EXERCISE >> Gather every line in the rows below that contains the string "woman", and copy each one out. Treat case as significant.

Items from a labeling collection
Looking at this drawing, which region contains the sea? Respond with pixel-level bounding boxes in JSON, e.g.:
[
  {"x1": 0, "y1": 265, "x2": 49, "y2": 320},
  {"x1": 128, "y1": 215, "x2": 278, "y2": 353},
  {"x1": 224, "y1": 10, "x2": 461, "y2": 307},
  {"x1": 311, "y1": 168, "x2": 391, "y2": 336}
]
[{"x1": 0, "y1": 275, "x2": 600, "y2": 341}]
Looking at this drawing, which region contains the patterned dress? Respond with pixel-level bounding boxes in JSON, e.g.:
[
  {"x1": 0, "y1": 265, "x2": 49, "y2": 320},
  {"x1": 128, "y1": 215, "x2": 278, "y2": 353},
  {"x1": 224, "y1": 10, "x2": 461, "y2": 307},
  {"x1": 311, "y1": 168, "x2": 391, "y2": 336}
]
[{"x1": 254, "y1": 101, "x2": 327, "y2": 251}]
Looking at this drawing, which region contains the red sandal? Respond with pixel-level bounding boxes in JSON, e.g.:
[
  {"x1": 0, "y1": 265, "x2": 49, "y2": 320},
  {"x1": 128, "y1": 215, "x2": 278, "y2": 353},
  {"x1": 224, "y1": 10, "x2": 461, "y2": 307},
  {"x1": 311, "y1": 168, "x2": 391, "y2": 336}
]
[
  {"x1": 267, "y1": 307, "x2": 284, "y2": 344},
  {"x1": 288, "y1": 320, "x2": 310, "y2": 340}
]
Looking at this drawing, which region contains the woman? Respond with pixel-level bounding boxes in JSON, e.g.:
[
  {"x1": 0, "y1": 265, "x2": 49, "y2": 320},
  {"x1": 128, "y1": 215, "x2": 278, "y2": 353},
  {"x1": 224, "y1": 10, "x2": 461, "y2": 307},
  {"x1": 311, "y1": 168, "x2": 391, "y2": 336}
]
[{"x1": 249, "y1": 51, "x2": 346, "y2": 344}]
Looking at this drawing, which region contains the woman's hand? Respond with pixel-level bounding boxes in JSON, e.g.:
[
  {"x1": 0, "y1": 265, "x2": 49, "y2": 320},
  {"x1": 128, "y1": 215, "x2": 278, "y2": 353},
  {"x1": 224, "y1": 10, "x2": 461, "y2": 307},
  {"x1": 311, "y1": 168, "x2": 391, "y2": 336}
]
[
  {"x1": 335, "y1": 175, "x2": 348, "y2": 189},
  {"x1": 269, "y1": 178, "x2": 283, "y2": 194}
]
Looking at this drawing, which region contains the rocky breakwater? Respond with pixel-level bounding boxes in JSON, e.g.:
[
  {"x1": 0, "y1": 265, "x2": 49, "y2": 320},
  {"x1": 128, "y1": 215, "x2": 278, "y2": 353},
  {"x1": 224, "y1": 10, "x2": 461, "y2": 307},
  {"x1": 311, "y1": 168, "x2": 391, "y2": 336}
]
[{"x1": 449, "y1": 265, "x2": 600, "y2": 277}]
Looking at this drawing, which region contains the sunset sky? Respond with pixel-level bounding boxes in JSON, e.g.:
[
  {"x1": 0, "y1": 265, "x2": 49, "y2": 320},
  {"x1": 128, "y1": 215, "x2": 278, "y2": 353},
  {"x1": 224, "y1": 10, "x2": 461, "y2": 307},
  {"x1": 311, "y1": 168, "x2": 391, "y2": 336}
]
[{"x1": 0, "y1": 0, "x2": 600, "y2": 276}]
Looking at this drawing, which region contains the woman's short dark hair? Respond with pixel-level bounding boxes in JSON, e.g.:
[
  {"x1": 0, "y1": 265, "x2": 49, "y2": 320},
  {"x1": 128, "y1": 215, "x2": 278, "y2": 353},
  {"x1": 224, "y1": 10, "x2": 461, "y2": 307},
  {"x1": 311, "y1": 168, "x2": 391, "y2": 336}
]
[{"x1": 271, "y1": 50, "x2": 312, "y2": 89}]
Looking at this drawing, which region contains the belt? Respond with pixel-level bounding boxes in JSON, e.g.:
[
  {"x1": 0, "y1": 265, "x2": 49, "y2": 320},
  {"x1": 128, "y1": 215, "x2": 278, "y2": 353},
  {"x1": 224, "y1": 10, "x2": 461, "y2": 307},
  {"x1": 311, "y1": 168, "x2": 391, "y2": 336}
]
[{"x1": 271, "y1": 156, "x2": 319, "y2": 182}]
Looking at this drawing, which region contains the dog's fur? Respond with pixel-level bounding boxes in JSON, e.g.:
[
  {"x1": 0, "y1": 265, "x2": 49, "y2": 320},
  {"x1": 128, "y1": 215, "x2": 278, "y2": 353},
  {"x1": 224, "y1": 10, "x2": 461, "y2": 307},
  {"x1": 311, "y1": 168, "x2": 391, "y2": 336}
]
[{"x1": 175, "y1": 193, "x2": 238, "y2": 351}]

COMPLETE RESPONSE >>
Looking at this drawing, which region contains the woman? Respond with pixel-level bounding boxes in JSON, e.g.:
Looking at this drawing, which region contains the woman's hand? Respond with pixel-level bounding boxes in JSON, e.g.:
Looking at this drawing, which region contains the woman's short dark hair? Respond with pixel-level bounding boxes in JSON, e.g.:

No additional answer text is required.